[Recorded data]

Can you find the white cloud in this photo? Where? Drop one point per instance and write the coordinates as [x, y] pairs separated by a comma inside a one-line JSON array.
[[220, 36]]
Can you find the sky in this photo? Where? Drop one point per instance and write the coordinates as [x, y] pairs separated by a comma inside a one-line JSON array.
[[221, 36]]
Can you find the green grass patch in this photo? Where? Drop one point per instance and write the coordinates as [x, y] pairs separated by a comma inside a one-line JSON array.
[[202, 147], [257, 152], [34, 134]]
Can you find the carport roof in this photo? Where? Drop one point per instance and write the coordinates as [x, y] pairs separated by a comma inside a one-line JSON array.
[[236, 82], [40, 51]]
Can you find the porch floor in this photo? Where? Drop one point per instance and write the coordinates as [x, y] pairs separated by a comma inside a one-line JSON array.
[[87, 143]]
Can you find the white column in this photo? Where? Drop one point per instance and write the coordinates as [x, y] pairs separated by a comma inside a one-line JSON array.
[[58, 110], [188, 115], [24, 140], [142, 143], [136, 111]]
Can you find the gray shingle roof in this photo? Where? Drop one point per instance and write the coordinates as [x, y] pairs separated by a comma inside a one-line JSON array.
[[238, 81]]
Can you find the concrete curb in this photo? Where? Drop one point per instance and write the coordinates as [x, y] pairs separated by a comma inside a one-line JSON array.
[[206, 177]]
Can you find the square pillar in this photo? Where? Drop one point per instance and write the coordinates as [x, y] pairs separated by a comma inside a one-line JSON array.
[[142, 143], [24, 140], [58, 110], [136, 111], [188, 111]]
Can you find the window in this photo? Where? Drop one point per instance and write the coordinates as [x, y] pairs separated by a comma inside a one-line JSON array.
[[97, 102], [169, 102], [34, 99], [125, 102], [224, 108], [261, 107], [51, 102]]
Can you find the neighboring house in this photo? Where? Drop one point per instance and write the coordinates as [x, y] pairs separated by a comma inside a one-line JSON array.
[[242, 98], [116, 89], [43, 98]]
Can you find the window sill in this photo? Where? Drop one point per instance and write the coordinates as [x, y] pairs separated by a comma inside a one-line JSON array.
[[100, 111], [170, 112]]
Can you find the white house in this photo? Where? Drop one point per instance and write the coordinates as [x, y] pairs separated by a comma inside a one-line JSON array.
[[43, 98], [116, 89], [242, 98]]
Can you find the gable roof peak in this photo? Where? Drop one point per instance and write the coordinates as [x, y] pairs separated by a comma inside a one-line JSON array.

**Requirements:**
Copy all of the material above word for word, keeping every line in its original order.

**Response to the task:**
Can you find the white cloud in this photo? Where? Drop one point per instance and write the coordinates as [x, y] pairs separated by a comma inside a one-line JSON array.
[[220, 36]]
Can you find the sky in this photo? Where? Drop one point per instance and write the coordinates as [x, y] pairs separated by a comma inside a one-line JSON array.
[[221, 36]]
Can you find the green grass patch in this photo? Where? Drop one point per instance and write the coordinates as [x, y] pairs separated by a comma inside a one-line JSON array.
[[202, 147], [257, 152], [34, 134]]
Can you find the carport roof in this photo? Where? Drop one point per instance and write the coordinates as [x, y] pairs separated by a comma inside a one-line JSON array.
[[236, 82], [40, 51]]
Can you find the porch floor in this photo? Where? Drop one point per instance and write the coordinates as [x, y] pairs separated by a comma inside a one-line JSON array.
[[87, 143]]
Can you find the white column in this photo? Where? Drop one point per instance and write the coordinates as [x, y] pairs separated by a comma inside a one-line JSON array.
[[58, 110], [188, 115], [24, 140], [142, 143], [136, 111]]
Can you find the gray shingle roof in this photo? Where? Drop one point per instance and write the coordinates as [x, y] pairs separated by a comma inside a one-line JSON array.
[[238, 81]]
Can you find the concrete curb in this photo? Where? Drop one point per instance and write the coordinates as [x, y] pairs separated by a comma inside a one-line JSON array.
[[206, 177]]
Can you find the square pillar in this photo? Where? Drop one point per instance and write the coordinates as [x, y] pairs separated by a comma inside a one-line JSON array.
[[142, 143], [24, 140], [58, 110], [136, 111], [188, 111]]
Can you find the window in this photo? Where? Drop one point per instance and write the coordinates as [x, y] pairs separated by a comma inside a one-line JSON array.
[[97, 102], [169, 102], [34, 99], [125, 102], [224, 108], [261, 107], [51, 102]]
Can you find the neighboring house in this photo? Where? Drop one point per instance and write the coordinates as [x, y] pairs separated by a comma inside a one-line JSON array.
[[242, 98], [116, 89], [43, 98]]
Can you find the window sill in this photo? Where? Drop one point per instance and write the coordinates as [x, y] pairs separated by a comma inside a one-line JSON array.
[[100, 111], [170, 112]]
Can you find the white house in this photo? Where? Drop one point per instance and write the coordinates as [x, y] pairs separated by a comma inside a one-line JSON array.
[[43, 98], [116, 89], [242, 98]]
Can you find the gable roof peak in this photo? Where? Drop one point per instance and write the coordinates as [x, y] pairs separated by a comma inside a one-line JSON array.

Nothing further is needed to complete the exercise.